BEGIN DATASET ROWS

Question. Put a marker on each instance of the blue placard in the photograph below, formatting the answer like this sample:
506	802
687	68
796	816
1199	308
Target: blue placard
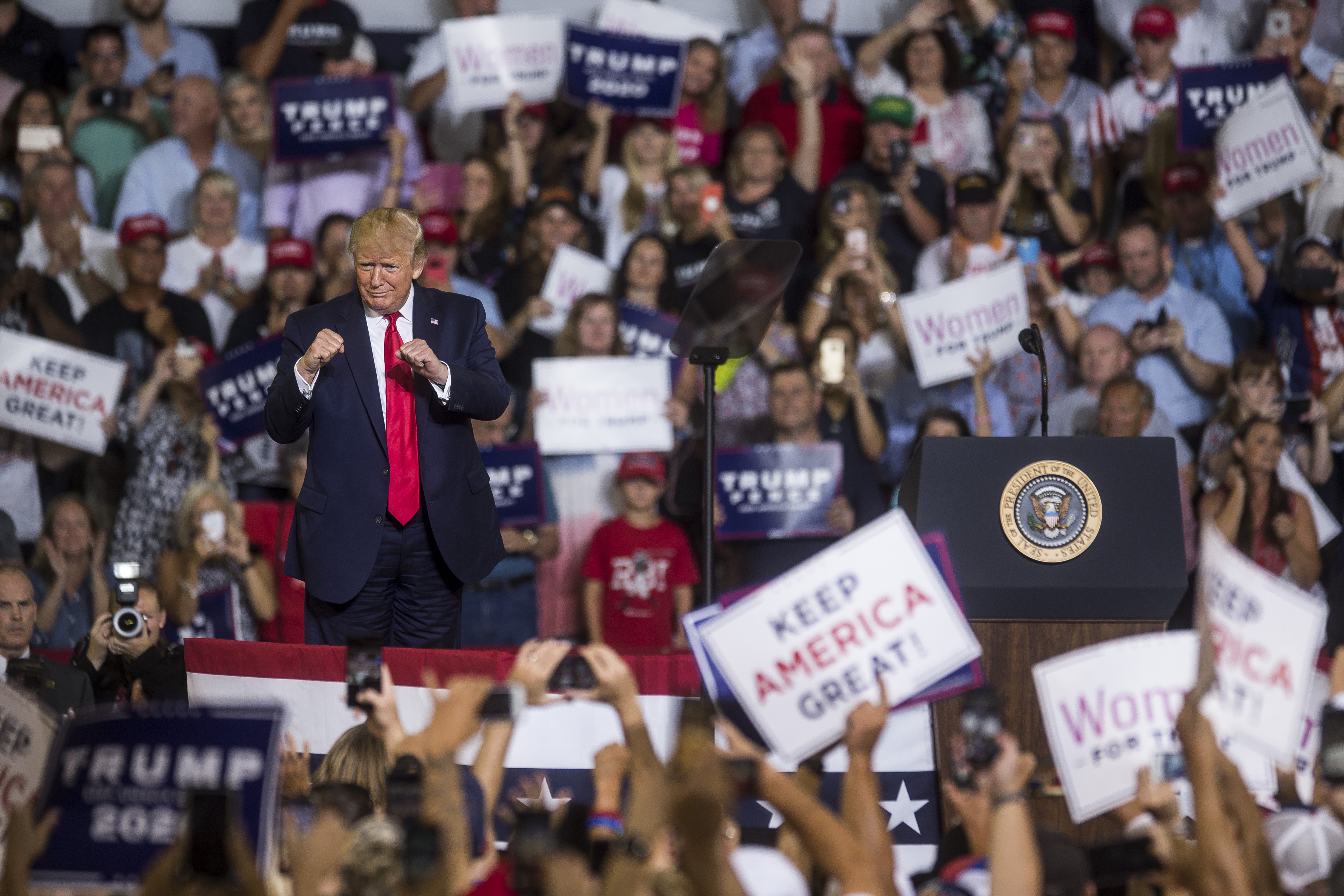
323	118
236	390
777	491
1209	95
517	483
631	75
120	777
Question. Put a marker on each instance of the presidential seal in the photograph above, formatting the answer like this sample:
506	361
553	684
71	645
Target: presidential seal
1050	511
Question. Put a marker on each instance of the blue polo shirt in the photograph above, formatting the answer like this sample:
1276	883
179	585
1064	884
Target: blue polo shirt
1210	269
1208	336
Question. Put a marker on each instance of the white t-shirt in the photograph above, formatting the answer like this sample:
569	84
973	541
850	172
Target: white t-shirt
1136	101
609	214
932	268
100	256
245	264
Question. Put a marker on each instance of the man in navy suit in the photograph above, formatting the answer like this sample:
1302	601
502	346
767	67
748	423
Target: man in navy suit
396	512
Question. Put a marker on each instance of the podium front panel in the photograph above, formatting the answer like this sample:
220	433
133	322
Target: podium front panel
1135	567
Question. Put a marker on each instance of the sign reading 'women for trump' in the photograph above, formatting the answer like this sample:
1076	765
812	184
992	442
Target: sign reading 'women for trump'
806	649
948	324
1265	150
491	57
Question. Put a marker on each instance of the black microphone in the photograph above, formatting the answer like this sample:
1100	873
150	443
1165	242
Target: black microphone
1033	344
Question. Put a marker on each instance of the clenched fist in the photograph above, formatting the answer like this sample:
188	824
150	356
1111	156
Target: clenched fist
424	362
324	348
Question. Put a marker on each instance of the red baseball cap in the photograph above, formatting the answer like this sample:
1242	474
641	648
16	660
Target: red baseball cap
643	467
1185	176
1154	22
1100	254
1051	22
290	252
139	226
439	228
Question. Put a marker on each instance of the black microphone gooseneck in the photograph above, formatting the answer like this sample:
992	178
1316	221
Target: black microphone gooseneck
1034	344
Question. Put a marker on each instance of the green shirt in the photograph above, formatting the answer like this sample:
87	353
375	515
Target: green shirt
108	143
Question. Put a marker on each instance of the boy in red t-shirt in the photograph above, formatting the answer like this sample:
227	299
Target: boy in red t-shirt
639	567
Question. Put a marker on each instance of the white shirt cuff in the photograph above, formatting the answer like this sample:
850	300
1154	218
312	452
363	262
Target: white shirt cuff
304	386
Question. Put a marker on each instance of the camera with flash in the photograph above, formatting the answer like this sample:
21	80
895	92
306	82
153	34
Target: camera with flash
127	623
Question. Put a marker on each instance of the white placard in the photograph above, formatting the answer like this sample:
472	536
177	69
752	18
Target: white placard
57	393
491	57
1109	708
603	405
1291	477
950	323
573	273
1266	635
644	19
1265	150
23	750
806	649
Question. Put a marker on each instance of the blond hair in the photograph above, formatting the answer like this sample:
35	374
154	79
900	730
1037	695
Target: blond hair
397	226
187	510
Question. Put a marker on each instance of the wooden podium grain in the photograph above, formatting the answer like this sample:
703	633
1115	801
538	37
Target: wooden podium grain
1011	648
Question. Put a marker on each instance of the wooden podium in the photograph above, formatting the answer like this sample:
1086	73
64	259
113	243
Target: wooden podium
1128	581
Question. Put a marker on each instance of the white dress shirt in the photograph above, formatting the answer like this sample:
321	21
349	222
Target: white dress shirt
377	334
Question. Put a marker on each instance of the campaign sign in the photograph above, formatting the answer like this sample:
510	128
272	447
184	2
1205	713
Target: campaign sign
1265	150
656	21
27	729
1209	95
1265	635
948	324
120	777
573	273
236	389
57	393
1109	708
632	75
777	491
322	118
491	57
603	405
807	648
517	483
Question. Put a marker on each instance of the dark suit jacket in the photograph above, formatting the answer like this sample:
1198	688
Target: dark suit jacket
65	688
339	515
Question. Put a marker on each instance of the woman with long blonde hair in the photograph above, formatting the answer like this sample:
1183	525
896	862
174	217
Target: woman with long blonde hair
627	198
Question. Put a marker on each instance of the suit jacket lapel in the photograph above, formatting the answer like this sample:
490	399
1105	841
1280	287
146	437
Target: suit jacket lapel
359	355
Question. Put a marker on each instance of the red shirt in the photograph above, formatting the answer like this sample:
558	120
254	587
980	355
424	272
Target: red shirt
267	525
639	569
842	124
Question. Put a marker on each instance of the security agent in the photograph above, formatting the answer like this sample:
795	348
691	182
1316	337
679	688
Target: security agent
62	688
115	663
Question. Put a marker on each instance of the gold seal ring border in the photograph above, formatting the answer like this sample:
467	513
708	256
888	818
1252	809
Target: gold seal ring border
1008	511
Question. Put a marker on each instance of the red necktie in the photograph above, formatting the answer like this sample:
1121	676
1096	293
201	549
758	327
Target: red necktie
402	448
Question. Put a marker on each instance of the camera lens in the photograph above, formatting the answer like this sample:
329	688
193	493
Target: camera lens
128	624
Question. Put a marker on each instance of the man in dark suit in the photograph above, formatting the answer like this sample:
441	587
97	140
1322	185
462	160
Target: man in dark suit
396	512
62	688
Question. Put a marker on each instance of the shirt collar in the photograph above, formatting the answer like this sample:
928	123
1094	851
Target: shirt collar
405	310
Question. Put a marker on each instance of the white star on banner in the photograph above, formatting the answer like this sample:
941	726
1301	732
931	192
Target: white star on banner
904	809
546	801
776	816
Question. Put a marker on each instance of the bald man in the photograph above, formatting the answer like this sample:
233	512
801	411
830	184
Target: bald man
163	175
1103	355
62	687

END DATASET ROWS

◆ **STATED EXERCISE**: Output every entry exactly as given; pictures are not part of the copy.

◆ **WRITTEN RESPONSE**:
Question. Put a marker on each instance of the blue placard in the photograph below, formatting the answer like this sample:
506	802
687	68
796	816
1199	308
Target: blue placard
323	118
236	390
777	491
1209	95
517	483
631	75
120	777
Question. Put a marker on each instance of the presidential seal in the photograph above, formatting the answer like this sample:
506	361
553	684
71	645
Target: presidential seal
1050	511
Question. Put a marker on each instance of the blue polo shirt in the photograph above, formatting the answer like this sample:
1276	883
179	585
1064	884
Target: blue polo shirt
1210	269
1208	336
Question. Put a marker on each instance of the white t-shirt in the photograph above, formatting the answer like this sample:
569	84
973	541
850	172
Target: white t-shirt
1136	101
609	214
932	268
100	256
245	264
Question. Put a marker on each instance of the man in navy suit in the photograph above, formatting the answer like this sample:
1302	601
502	346
767	67
748	423
Target: man in navy suit
396	512
Question. Put a marker on each instance of the podium front panel in the photograph above, formatting the answer like this sample:
220	433
133	322
Target: podium front panel
1135	567
Question. Put a marker on each instance of the sign reading 'women for trump' in the photograph above, formatting the answer like this sample:
1076	765
812	184
992	442
Target: sign reading 'women for trump'
806	649
948	324
1265	150
491	57
Question. Put a marker on each instance of the black microphone in the photograph above, formatting the answer like this sample:
1100	873
150	443
1165	242
Target: black microphone
1033	344
Question. Put a marker on each instance of the clenched fist in the photograph above, formatting the answer like this sample:
188	824
150	356
1111	156
Target: clenched fist
424	362
324	348
Question. Put a marker on each instance of the red baseball cap in the photograph above, formatting the answer like this sample:
1242	474
641	648
16	660
Target: red baseball cap
643	467
1185	176
1154	22
1100	254
1051	22
290	252
139	226
439	228
Question. Put a marker on each instance of the black microphone gooseneck in the photograph above, formatting the answer like this sample:
992	178
1316	221
Target: black microphone gooseneck
1034	344
Question. Put a marker on each instance of the green shirt in the photograph above, formatting the answer like this sample:
87	353
375	515
Target: green shirt
108	143
Question. Put a marker on each instance of the boy in red t-shirt in the photograph above, formatting the answer like this sample:
227	299
Target: boy in red t-shirt
639	567
Question. Put a marker on each instance of the white shirt cuff in the photograph above, formatting the answer like this sample:
850	300
1154	218
312	452
363	262
Target: white shirt cuff
304	386
Question. Put a marker on each instance of the camera with flash in the photograph above, formatting the answer like this sample:
21	80
895	92
306	82
153	34
Target: camera with flash
127	623
Question. Put a marker on each instance of the white placard in the photograph above, formatting the answer like this sample:
472	536
177	69
752	18
Target: white placard
57	393
491	57
1109	708
603	405
1291	477
950	323
573	273
1266	635
644	19
1265	150
23	750
806	649
Question. Put a marker on each instance of the blond hair in the photograph above, formatting the answer like this sample:
35	374
154	79
900	730
1037	695
Target: blond hair
397	226
187	510
Question. Put a marker on each instance of the wooden podium grain in the photograph above, formatting the answer like this sample:
703	633
1115	801
538	37
Target: wooden podium grain
1011	648
Question. Put a marker on each instance of the wooden podium in the photograph above, formatting the answer like this sample:
1086	73
64	259
113	243
Target: wooden podium
1128	581
Question. Put a marker on each instance of the white dress shirt in the photograph above, formatting the answer like this sample:
321	21
349	222
Target: white dress shirt
377	334
Question. Put a marker on each instance of the campaign sign in the photograph above, formatting the answer like this sample:
510	128
272	447
184	2
1205	713
Target: campaign sign
1265	150
656	21
27	729
1209	95
1265	635
948	324
120	777
573	273
236	389
57	393
1109	708
632	75
777	491
322	118
491	57
603	405
807	648
517	483
Question. Put a marker on each instance of the dark suit jacket in the photograph above, formatting the answer like this sample:
1198	688
Target: dark suit jacket
65	688
339	515
Question. Put a marker on each instance of the woman with long blonde hair in the photograph above, formatting the answer like this sample:
1183	525
896	862
174	217
Target: woman with long blonde hair
627	198
Question. Put a marker on each instance of the suit jacket lapel in the photograph above, formatting the answer like this sample:
490	399
1105	841
1280	287
146	437
Target: suit jacket lapel
359	355
Question. Put a marker on each instance of the red shirt in the photograph above, formatting the answer like this sample:
558	120
254	587
980	355
424	272
Target: red shirt
267	525
639	569
842	124
Question. Put a marker on each instance of the security agent in the photograph above, formatting the answer like this sample:
795	348
691	182
1316	337
679	688
Target: security agent
62	688
115	663
Question. Put a marker on each instance of the gold seal ring border in the photograph above, formatting the answer like this sample:
467	513
708	256
888	818
1252	809
Target: gold seal ring border
1008	511
Question. Put a marker on each instance of the red necktie in the photograph above, formatting the answer like this sample:
1121	676
1096	293
201	549
758	327
Target: red necktie
402	448
Question. Put a marker on each instance of the camera lens in the photograph above, formatting the answer like this sample:
329	688
193	493
Target: camera lens
128	624
Question. Put a marker on each instance of the man in dark suit in the photograph above, formatting the answer like this sample:
441	587
97	140
1322	185
462	160
Target: man in dark suit
396	512
62	688
Question. Put a marker on each instance of the shirt collar in the photograph above, formatting the answer like this sample:
928	123
1094	851
Target: shirt collar
405	310
Question. Put a marker on each instance of the white star on banner in the photograph above, formatting the answer like this sample:
941	726
1301	732
931	192
Target: white star on banner
904	809
546	801
776	816
Question. Put a marker on each instance of the bald man in the photograph above, formatting the answer like this sample:
233	512
801	411
830	184
Target: bald man
163	175
1103	355
62	687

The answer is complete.